▶ [What the task requires] Make an exact copy of all the entries below, with the pictures left out.

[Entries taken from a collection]

---------------

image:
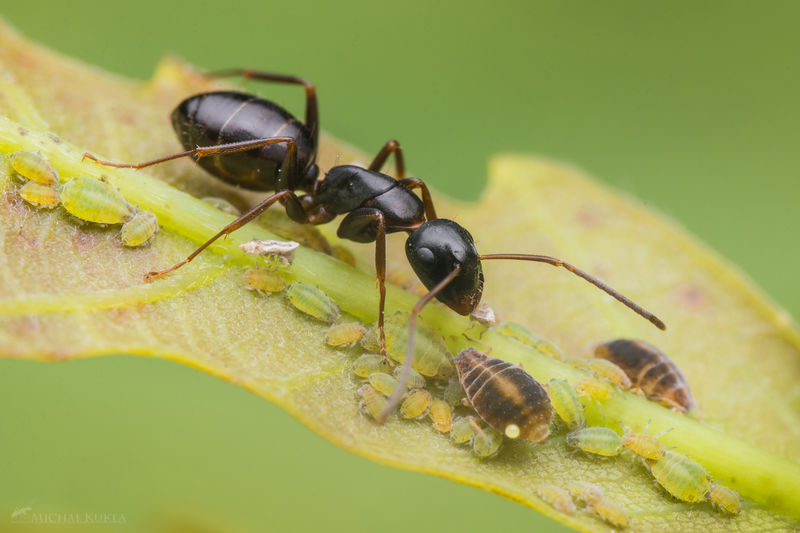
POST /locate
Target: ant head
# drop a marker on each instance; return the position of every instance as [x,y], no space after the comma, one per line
[434,250]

---------------

▶ [Result]
image:
POST /locate
Target: ant head
# drop a marker on each instance; return the position of every instance as [x,y], no space after the comma, one per line
[434,250]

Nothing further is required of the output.